◆ **READING TEXT**:

•••••

The Center for the Advancement of Teaching (CAT, formerly OID) and CEILS (Center for Education Innovation & Learning in the Sciences) collaborated to host an all-day, campus-wide event, Teaching at UCLA: A Symposium to Showcase Innovation and Inspire Excellence, held on March 6, 2019 at the UCLA Faculty Center. Erin Sanders O’Leary, Director of CEILS, and Adrienne Lavine, Faculty Director of CAT, welcomed the packed room. Our goal was to showcase and celebrate the breadth of teaching innovations across the UCLA campus and to illuminate how, while there are disciplinary differences in learning outcomes and teaching practices, there is much to share and learn from each other. We also highlighted progress across higher education by exposing UCLA attendees to a national leader in the field. The event was a resounding success, with 147 attendees from across the breadth of our campus.

The symposium featured an inspiring keynote talk by Dr. Andrea Greenhoot, Professor of Psychology and Director of the Center for Teaching Excellence at the University of Kansas. She addressed “How Redefining Teaching Can Supercharge Learning.” The event also included 14 lightning talks by UCLA faculty, all of whom have actively engaged in innovative instruction, as well as six 45-minute, hands-on workshops led by UCLA educational leaders. A panel of articulate UCLA students presented their perspectives as learners exposed to current teaching methods in a discussion of teaching practices that best enable them to learn.

Executive Vice Chancellor Scott Waugh spoke briefly at the lunch hour about our new urgency to enhance teaching that improves learning, closes learning outcome gaps, and makes good on the promise of an outstanding education for students now paying an even higher share of the cost of their education. Scott also proudly announced the new name of OID as the Center for the Advancement of Teaching, an organization whose mission he has long championed.

The schedule of events, list of speakers, and links to their talks can be found at https://teaching.ucla.edu/events/teaching-symposium-innovation.

OID Awards AY2018-2019 Instructional Improvement Grants

OID provides grant funding to instructors and departments to support curricular experimentation and development that improves undergraduate instruction across campus. There are two types of grants available:

  • Instructional Improvement Grants (also known as Major Grants): These support large-scale faculty, department, and College or School initiated projects.
  • Mini-Grants: These support small-scale projects that enhance instruction, such as buying media, honoraria, and field trips.

Instructional Improvement Major Grants support innovation, experimentation, and development of undergraduate curricula and pedagogy. The program goal is to improve the quality of undergraduate education through pedagogical experimentation in areas such as student-centered learning, course design, diversity and inclusion in the classroom, and instructional technologies. The program especially values innovations that will have a lasting impact on undergraduate education.

•••••

◆ **WHAT THE TASK ASKS**: In the text about the UCLA teaching symposium, how many people attended the event?

•••••

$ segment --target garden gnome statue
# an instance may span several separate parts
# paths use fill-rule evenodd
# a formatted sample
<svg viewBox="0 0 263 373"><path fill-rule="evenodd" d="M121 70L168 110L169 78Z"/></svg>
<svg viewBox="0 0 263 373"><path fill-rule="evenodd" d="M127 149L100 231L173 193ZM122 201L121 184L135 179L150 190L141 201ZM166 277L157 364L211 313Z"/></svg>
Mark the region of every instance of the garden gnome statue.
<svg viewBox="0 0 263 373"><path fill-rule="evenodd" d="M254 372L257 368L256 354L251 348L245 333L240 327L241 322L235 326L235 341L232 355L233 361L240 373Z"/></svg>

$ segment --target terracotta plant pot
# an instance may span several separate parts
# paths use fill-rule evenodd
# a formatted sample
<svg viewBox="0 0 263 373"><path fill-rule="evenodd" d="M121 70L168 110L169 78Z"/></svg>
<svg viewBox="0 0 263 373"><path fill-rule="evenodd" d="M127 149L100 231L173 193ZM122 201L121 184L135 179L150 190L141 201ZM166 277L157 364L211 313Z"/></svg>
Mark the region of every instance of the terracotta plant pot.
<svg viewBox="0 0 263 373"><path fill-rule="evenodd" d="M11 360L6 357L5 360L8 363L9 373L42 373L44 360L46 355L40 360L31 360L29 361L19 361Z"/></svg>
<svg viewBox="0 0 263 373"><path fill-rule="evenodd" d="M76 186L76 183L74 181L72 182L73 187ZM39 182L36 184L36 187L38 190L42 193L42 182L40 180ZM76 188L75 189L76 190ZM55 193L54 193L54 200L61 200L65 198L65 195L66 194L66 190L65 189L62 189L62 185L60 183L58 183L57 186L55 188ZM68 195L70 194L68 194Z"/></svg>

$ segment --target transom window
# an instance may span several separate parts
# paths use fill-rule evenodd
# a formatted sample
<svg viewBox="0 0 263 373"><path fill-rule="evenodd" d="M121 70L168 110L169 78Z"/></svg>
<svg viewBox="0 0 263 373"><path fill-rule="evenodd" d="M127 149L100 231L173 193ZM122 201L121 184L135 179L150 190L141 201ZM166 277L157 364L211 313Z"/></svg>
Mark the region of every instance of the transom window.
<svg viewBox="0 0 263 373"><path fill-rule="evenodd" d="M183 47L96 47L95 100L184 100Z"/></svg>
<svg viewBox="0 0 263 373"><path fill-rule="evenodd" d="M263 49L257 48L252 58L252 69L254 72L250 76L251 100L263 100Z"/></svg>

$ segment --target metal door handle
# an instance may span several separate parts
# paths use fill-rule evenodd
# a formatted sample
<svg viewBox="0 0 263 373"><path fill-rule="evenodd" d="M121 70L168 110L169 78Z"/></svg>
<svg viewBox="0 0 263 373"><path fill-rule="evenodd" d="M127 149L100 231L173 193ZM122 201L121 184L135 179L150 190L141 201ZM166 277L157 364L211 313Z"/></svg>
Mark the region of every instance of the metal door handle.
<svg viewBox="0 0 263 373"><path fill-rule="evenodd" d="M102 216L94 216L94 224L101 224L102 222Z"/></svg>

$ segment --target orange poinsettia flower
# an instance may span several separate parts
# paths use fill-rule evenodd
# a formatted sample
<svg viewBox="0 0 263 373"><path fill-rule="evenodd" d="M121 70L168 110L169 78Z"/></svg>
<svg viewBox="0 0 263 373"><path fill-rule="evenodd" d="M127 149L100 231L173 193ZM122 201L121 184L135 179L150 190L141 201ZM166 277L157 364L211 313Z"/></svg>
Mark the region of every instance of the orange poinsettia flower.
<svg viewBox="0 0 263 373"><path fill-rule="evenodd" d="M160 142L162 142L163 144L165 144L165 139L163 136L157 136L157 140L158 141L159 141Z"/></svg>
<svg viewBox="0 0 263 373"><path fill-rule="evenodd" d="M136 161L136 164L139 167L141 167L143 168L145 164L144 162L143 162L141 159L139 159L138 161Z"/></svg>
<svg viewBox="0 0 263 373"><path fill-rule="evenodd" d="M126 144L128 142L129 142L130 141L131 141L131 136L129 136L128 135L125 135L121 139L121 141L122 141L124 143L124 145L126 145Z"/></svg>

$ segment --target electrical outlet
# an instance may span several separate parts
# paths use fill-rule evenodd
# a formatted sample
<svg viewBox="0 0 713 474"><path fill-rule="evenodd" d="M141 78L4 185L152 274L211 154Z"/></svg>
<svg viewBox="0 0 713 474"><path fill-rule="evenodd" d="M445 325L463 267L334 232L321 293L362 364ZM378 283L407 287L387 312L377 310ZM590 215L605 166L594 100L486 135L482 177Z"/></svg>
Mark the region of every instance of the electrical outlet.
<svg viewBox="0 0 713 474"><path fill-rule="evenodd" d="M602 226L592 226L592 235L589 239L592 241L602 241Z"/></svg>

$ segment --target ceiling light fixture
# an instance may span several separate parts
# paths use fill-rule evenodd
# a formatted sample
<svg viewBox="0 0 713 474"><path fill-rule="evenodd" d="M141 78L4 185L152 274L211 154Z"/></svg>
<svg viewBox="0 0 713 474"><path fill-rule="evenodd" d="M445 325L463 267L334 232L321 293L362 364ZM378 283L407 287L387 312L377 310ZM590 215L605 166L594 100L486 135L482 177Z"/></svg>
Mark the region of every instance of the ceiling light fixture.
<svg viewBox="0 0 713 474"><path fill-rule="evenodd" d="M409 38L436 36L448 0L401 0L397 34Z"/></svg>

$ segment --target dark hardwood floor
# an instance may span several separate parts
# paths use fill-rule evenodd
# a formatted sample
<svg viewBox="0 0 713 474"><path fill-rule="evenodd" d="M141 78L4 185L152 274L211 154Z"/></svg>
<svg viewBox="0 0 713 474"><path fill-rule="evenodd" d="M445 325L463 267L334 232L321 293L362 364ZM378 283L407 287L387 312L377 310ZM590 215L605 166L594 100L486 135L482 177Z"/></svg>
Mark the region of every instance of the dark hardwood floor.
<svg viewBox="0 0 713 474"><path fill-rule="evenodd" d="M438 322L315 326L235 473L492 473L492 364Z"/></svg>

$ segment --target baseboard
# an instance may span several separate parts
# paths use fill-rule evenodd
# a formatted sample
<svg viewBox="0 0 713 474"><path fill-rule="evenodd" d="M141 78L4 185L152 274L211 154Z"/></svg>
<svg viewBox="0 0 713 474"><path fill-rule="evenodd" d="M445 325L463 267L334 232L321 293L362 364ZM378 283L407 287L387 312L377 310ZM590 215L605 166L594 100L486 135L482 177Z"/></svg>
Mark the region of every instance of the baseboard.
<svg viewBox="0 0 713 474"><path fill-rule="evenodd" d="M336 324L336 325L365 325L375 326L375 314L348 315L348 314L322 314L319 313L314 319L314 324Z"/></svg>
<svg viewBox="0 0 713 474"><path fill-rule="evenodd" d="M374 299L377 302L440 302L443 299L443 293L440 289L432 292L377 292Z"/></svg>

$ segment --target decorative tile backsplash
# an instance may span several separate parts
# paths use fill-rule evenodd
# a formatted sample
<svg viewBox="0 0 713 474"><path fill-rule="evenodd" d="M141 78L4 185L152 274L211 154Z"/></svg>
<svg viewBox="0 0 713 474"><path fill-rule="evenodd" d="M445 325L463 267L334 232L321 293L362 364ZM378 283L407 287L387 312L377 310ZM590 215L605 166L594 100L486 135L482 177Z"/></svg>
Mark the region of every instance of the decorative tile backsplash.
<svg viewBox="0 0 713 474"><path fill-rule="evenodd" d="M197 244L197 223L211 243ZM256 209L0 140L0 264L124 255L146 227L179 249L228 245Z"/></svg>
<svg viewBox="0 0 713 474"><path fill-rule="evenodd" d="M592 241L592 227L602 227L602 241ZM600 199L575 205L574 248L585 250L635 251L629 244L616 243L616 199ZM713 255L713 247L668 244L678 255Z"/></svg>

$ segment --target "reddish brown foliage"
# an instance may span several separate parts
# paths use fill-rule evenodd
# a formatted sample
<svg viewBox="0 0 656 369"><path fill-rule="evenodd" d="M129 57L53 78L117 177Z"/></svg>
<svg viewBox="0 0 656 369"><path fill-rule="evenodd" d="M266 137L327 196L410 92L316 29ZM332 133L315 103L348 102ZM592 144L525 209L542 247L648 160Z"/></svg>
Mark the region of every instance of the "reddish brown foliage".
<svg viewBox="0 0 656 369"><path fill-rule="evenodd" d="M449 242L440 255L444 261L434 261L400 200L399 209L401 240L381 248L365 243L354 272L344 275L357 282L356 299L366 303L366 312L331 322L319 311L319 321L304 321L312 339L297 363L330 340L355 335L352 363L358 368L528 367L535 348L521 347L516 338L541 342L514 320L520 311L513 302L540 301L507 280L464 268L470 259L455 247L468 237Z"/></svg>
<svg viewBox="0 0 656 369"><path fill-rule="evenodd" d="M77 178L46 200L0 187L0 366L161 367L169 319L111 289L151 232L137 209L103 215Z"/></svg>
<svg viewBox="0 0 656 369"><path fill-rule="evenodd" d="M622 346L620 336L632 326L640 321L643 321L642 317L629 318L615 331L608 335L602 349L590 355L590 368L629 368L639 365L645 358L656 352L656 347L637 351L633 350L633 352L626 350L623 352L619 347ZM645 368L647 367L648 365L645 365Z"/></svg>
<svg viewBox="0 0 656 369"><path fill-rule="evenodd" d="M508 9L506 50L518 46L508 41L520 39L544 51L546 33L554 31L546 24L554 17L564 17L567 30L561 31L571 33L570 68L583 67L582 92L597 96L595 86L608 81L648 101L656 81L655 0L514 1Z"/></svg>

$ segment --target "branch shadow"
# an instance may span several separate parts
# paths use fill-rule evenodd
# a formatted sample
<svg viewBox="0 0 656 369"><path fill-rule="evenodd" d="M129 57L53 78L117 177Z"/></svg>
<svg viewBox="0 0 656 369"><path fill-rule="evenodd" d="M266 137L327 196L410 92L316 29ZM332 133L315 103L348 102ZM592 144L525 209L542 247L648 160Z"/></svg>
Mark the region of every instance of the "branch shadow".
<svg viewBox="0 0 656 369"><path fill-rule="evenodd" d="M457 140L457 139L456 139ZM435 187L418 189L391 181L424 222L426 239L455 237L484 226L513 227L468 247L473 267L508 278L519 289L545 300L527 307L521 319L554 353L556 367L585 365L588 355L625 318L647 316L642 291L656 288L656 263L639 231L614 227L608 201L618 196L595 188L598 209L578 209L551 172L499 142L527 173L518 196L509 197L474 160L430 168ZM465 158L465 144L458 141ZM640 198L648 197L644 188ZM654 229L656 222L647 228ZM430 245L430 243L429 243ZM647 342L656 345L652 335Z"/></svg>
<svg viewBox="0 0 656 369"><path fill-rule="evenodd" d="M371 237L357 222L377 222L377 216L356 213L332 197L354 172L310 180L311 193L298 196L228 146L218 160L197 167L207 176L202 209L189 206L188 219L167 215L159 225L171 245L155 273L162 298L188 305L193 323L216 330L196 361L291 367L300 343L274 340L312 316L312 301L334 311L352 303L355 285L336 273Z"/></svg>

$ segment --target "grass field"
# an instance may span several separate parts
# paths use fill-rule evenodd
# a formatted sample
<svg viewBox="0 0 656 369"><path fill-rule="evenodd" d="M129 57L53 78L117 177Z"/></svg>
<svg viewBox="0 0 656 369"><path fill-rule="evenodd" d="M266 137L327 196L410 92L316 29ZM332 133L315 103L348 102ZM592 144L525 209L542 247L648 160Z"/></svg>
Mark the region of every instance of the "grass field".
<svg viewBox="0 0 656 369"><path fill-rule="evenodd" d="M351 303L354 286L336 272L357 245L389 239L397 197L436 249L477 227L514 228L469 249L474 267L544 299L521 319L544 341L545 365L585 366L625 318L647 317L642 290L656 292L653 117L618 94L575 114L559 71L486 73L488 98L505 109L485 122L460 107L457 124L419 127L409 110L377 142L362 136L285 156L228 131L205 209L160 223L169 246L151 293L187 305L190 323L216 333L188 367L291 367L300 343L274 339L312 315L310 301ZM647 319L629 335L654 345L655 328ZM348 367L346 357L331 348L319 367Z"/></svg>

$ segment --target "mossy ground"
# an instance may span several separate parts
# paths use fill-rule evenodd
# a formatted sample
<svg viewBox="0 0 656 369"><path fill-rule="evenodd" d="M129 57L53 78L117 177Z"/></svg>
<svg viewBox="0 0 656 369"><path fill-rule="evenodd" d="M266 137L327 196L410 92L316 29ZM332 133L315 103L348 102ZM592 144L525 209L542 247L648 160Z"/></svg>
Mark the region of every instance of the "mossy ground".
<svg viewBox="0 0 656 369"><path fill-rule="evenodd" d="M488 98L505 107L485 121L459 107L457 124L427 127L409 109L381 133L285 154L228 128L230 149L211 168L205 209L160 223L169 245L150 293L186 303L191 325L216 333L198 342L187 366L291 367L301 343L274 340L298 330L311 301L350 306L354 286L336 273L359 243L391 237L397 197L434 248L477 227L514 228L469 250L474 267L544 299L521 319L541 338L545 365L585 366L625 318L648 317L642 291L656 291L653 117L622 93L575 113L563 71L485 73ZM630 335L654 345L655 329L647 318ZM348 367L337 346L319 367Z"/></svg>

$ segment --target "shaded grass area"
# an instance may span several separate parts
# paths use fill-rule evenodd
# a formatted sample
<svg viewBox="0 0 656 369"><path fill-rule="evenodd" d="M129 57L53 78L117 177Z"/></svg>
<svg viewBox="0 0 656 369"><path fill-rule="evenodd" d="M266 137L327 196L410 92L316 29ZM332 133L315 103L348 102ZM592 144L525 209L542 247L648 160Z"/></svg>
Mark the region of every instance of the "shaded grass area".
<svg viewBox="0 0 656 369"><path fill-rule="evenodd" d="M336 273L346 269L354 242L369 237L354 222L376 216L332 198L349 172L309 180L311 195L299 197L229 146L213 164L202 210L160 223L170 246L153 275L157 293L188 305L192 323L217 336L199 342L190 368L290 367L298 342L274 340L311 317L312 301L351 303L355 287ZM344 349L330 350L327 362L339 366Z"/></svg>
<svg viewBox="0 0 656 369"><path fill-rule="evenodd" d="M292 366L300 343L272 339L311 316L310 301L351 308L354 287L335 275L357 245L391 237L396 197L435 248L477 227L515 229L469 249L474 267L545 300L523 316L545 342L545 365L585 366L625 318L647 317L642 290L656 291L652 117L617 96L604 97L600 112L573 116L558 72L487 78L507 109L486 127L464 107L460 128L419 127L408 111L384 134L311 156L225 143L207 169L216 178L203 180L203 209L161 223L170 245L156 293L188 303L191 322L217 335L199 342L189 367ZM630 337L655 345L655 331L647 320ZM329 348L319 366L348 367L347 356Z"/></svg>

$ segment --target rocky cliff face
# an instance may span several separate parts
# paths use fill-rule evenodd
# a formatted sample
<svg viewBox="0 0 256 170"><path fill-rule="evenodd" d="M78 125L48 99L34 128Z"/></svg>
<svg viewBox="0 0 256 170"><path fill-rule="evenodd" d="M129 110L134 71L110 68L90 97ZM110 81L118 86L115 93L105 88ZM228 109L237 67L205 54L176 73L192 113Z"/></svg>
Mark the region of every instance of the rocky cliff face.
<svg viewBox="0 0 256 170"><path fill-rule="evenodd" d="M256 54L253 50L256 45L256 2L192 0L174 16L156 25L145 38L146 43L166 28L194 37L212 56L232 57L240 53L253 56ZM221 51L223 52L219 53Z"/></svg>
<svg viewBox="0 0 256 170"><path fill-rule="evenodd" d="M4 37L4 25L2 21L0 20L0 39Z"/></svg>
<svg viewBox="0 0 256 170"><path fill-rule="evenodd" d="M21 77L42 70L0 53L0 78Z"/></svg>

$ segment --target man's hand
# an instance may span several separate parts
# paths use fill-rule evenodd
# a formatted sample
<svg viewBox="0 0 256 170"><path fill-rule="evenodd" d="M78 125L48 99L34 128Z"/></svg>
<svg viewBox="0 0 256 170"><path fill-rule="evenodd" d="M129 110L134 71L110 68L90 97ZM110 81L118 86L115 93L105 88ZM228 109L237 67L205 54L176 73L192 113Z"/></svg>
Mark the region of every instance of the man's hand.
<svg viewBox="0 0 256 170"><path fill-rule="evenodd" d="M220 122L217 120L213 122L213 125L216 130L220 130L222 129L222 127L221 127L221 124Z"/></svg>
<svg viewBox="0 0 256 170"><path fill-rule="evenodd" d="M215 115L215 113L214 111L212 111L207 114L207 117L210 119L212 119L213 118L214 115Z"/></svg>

•••••

◆ **OUTPUT OF THE EXERCISE**: 147 attendees.